(GIVEN TEXT)

Scientists from ITMO University, the Federal Research and Clinical Centre of Physical-Chemical Medicine, and MIPT have developed a software program enabling them to quickly compare sets of DNA of microorganisms living in different environments.
The researchers have already suggested exactly how the new program could be applied in practice. Using the algorithm to compare the microflora of a healthy person with the microflora of a patient, specialists would be able to detect previously unknown pathogens and their strains, which can aid the development of personalized medicine. The results of the study have been published in Bioinformatics.
Every person has a genome—a specific sequence of genes according to which an individual develops. However, any living organism contains another gene sequence that is called the metagenome. It is the total DNA content of the many different microorganisms that inhabit the same environment—bacteria, fungi, and viruses. The metagenome is often indicative of various diseases or predispositions to such diseases. Studying microbiota, i.e. the full range of microorganisms inhabiting different parts of the human body, has therefore a critical role in metagenomic research.

(End GIVEN TEXT)
(DATA RECORDS)

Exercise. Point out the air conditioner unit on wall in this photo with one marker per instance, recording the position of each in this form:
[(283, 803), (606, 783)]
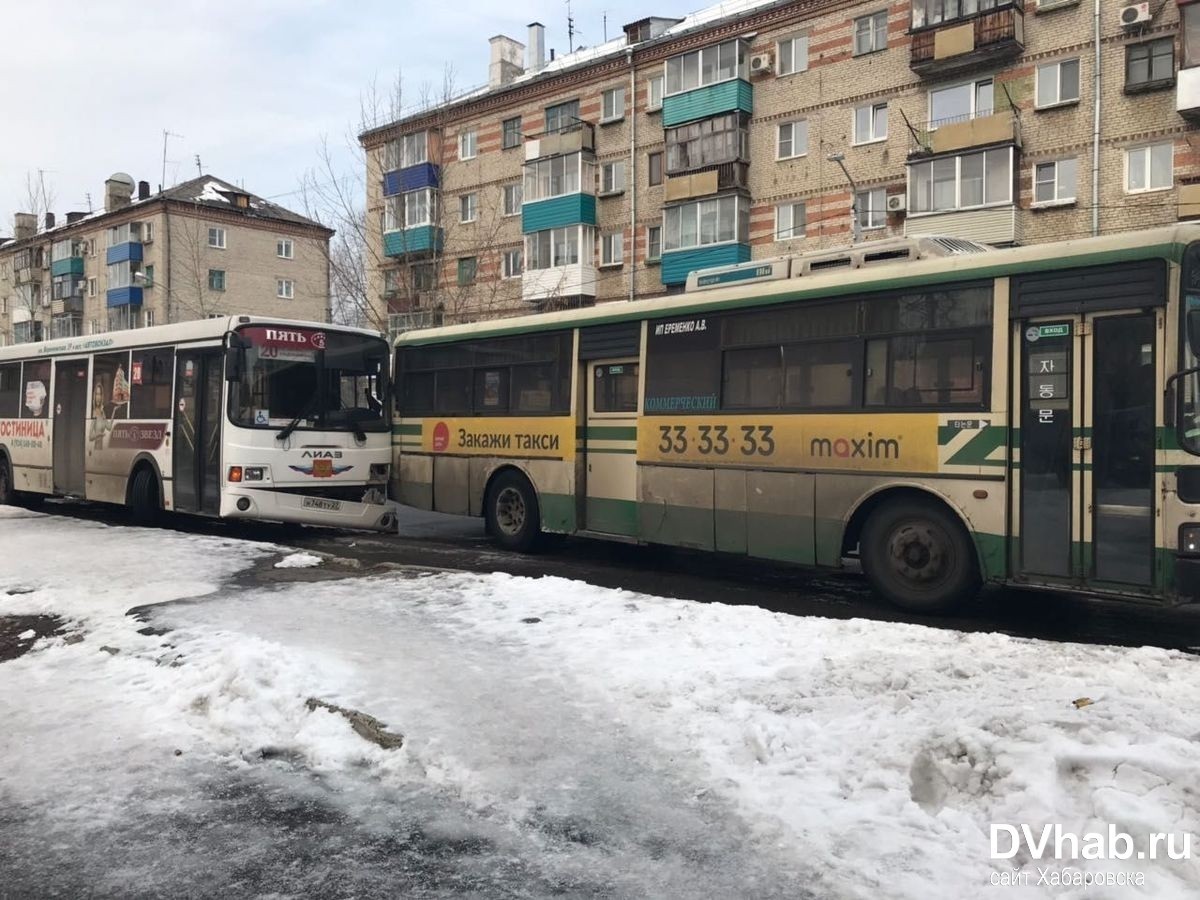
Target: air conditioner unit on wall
[(1134, 15), (761, 64)]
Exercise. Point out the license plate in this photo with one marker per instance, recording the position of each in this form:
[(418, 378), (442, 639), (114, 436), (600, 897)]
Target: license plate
[(322, 504)]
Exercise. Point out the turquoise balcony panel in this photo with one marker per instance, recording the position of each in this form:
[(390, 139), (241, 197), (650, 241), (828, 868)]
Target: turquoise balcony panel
[(708, 101)]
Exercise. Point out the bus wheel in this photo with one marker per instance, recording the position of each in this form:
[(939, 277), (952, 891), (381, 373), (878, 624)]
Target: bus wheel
[(144, 496), (513, 516), (918, 556), (6, 492)]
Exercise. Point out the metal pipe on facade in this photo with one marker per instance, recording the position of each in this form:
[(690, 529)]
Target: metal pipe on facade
[(633, 175), (1096, 129)]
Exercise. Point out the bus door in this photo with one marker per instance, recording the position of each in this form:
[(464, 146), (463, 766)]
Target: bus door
[(199, 383), (611, 448), (70, 425), (1085, 443)]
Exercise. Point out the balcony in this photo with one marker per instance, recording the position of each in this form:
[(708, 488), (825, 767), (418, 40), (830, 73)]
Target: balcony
[(570, 138), (725, 177), (966, 41), (976, 130)]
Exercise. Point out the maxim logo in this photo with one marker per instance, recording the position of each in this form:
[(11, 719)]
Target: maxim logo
[(869, 448)]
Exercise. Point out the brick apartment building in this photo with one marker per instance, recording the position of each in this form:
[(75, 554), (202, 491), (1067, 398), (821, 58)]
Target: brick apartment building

(End DATA RECORDS)

* THINGS TO DO *
**1.** Translate this sentence from the article on the DNA comparison program into Spanish: "The metagenome is often indicative of various diseases or predispositions to such diseases."
**2.** Resume the article on the DNA comparison program, picking up right after its last sentence.

* TASK-BY-TASK RESULTS *
**1.** El metagenoma suele ser indicativo de diversas enfermedades o de predisposiciones a dichas enfermedades.

**2.**
The software tool developed by the scientists and called MetaFast is able to conduct a rapid comparative analysis of large amounts of metagenomes. “In studying the intestinal microflora of patients, we may be able to detect microorganisms associated with a particular disease, such as diabetes, or a predisposition to the disease. This already forms a basis for applying personalized medicine techniques and developing new drugs. Using the results obtained with the software, biologists will be able to draw conclusions on how to further develop their research, because the algorithm enables them to study environments that we currently know nothing about,” says Vladimir Ulyantsev, lead developer of the algorithm and researcher at the Computer Technologies Laboratory at ITMO University.
One of the key benefits of the program is that it is able to work successfully with environments in which the genetic contents have not yet been studied. “The newly developed approach allows us to do two things – find all the possible gene sequences, even if they were previously unknown (the program collects them from fragments of genomic reads), and at the same time identify metagenomic patterns that distinguish one patient from another, e.g. people with and without a disease,” says Dmitry Alexeev, the leader of the project and head of MIPT’s Laboratory of Complex Biological Systems.
This means that the program can be used to conduct an untargeted express analysis of markers indicating certain diseases. Then, by using targeted methods such as PCR (a technique to make multiple copies of a fragment of DNA), the results can be verified and adjusted. According to the researchers, the program could greatly reduce the time needed to develop new drugs.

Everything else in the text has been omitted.